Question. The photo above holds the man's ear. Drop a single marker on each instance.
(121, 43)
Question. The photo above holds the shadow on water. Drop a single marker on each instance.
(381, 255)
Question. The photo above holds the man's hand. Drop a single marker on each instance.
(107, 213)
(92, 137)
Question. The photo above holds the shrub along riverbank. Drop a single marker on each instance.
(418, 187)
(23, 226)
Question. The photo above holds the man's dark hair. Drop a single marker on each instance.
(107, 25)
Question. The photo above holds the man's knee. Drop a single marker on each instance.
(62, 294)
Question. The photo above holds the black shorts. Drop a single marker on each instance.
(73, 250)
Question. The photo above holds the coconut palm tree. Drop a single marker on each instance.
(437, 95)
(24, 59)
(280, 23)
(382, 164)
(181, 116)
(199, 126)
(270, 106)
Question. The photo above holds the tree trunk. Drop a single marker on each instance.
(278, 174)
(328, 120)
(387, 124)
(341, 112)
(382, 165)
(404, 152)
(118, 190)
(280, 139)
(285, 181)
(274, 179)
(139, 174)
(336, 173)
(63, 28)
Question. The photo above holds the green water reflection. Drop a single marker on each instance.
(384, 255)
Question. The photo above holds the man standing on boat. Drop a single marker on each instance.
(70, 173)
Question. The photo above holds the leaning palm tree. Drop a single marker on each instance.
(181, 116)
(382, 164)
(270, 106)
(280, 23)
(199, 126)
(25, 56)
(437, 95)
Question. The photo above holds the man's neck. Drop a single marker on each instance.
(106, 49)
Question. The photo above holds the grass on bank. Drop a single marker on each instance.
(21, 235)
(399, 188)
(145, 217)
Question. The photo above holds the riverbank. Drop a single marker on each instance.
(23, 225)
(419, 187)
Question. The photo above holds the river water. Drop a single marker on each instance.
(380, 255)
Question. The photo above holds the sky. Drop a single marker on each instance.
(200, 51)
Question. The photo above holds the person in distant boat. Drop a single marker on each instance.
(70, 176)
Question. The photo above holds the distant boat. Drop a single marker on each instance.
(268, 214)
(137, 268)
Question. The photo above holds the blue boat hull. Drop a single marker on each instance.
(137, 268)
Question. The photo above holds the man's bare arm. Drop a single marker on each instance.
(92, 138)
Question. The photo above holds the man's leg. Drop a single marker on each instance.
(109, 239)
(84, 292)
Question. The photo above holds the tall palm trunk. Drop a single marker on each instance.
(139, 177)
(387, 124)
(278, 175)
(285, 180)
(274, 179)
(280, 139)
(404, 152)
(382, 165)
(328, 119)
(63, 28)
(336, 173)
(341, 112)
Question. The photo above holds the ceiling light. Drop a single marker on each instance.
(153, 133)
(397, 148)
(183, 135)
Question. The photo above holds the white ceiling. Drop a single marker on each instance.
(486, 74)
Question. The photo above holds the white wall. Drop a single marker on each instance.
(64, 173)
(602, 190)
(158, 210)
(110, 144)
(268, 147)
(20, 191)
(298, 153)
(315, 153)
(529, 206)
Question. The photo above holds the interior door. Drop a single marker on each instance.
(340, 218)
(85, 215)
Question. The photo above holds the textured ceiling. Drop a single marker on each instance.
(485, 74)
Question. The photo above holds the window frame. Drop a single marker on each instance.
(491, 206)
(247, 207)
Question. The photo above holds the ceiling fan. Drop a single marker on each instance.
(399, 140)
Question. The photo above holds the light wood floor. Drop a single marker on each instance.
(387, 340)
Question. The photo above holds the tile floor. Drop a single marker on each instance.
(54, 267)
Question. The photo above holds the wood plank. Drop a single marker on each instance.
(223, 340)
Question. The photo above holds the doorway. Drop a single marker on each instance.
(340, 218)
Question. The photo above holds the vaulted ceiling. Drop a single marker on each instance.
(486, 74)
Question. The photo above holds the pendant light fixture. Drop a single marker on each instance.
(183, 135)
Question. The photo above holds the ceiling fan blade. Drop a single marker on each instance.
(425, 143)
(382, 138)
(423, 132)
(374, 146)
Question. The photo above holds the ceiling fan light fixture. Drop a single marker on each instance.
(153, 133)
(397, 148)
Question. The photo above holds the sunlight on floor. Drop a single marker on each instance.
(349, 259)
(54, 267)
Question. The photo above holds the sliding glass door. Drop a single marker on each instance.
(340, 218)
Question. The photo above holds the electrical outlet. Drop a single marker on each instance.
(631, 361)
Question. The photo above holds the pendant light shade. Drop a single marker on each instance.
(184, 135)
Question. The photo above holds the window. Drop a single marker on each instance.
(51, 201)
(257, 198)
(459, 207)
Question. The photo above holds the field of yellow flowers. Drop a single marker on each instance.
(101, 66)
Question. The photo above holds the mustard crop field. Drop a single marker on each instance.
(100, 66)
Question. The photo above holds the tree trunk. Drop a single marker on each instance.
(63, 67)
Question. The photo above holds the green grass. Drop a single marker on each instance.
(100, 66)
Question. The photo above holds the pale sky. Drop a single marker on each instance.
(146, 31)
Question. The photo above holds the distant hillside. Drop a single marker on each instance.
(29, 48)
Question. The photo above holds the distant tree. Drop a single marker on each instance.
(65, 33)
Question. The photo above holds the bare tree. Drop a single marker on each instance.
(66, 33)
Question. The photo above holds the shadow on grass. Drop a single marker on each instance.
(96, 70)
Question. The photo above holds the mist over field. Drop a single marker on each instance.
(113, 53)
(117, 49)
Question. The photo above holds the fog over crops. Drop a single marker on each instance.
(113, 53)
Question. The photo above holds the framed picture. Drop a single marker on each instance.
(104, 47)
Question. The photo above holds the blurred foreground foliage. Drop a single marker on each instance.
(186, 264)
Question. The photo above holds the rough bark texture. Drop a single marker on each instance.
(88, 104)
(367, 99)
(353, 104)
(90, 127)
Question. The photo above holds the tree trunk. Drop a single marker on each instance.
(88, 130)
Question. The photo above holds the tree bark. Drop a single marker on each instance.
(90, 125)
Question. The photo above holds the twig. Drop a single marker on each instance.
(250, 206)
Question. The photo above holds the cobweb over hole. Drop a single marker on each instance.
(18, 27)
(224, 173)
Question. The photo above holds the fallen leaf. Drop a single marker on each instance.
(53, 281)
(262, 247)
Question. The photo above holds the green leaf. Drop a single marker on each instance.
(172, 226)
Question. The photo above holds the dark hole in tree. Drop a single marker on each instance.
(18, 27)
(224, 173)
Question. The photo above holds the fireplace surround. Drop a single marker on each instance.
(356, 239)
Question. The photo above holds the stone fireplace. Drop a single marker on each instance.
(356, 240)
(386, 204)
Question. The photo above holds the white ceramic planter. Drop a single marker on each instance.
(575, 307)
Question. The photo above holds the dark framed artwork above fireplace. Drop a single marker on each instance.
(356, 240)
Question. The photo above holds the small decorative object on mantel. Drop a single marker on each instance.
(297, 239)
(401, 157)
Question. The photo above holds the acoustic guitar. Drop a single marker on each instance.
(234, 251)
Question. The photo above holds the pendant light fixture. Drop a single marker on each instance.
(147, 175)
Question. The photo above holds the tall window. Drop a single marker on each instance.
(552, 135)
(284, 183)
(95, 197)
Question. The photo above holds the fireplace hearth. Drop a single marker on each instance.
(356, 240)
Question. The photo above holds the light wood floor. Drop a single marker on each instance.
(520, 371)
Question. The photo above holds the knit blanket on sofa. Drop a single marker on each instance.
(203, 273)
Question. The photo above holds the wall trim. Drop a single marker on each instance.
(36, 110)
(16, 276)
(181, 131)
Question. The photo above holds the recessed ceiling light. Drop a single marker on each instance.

---*---

What you need to do ->
Repeat exactly the lines from the line containing "Question. The photo above holds the tall window." through the end of the listing above; both boundary lines are part of the output.

Task answer ->
Question. The photo above holds the tall window. Drop a single marker on each instance.
(552, 135)
(284, 183)
(95, 197)
Question. The photo above holds the fireplace hearth. Drop a single marker on each instance.
(356, 240)
Question. The photo above holds the light wood floor. Drop a single marker on each instance.
(520, 371)
Question. The photo above holds the knit blanket on sofa. Drop a single marker on each instance.
(203, 273)
Question. The photo above holds the wall trim. Drop a single marker on each instance.
(36, 110)
(16, 276)
(181, 131)
Question. The photo above holds the recessed ceiling light. Drop a single marker on each instance.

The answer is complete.